++++ DATA PROVIDED ++++

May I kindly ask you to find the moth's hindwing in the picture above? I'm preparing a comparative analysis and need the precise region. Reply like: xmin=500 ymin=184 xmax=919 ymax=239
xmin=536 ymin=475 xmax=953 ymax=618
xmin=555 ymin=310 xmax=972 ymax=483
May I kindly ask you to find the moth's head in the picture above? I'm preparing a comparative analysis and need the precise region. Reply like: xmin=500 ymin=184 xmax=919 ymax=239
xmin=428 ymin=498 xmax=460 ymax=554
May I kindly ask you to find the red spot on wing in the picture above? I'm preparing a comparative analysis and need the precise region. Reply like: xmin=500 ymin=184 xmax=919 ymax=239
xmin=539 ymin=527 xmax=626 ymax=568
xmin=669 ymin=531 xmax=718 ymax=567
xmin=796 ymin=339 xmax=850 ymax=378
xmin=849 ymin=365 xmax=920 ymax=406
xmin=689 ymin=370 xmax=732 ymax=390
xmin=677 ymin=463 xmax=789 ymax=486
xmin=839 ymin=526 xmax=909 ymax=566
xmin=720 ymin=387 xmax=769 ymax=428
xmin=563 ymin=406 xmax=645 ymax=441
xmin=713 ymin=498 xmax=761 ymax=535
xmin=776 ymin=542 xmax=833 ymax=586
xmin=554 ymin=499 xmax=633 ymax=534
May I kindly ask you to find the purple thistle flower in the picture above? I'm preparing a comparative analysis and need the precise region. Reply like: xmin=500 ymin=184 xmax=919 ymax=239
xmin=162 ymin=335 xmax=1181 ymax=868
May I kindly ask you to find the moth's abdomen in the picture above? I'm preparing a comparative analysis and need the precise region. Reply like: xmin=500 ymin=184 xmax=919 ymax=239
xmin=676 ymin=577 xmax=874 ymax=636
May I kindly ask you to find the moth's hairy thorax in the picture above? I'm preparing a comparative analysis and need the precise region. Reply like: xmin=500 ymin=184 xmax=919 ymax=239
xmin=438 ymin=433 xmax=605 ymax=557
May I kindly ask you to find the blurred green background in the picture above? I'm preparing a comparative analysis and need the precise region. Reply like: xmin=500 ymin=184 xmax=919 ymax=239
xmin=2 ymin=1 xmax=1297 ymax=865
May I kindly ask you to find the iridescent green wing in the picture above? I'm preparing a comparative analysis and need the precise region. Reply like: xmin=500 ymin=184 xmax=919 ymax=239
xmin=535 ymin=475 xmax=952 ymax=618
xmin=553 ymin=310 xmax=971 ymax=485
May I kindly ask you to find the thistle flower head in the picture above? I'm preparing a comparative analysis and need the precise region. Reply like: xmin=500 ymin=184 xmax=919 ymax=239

++++

PROBLEM: After locating the line with "May I kindly ask you to find the moth's abdomen" in the records above, please set down that line and all later ones exactly, and no other line.

TASK ANSWER:
May I kindly ask you to find the moth's abdomen in the picture above? I'm preparing a comparative analysis and need the precise region. Reply like: xmin=500 ymin=184 xmax=919 ymax=239
xmin=676 ymin=577 xmax=874 ymax=636
May I kindly ask you to find the moth's hairy thorax in the picture above? I'm preparing a comparative analysis and need the precise region. Reply like: xmin=500 ymin=184 xmax=919 ymax=239
xmin=438 ymin=433 xmax=605 ymax=557
May I kindly ask you to find the blurred green background in the picture above? I'm preparing a comparative analysis and need the precise region. Reply like: xmin=500 ymin=184 xmax=919 ymax=239
xmin=2 ymin=1 xmax=1297 ymax=865
May I kindly ask you to find the iridescent green wing in the picture above? I'm preparing a comparative analysis and need the precise region. Reply like: xmin=500 ymin=184 xmax=919 ymax=239
xmin=535 ymin=475 xmax=952 ymax=618
xmin=553 ymin=310 xmax=971 ymax=485
May I kindly ask you to find the thistle flower head in the picture above? I'm preparing a comparative analysis and need the precise region. Reply like: xmin=500 ymin=184 xmax=919 ymax=239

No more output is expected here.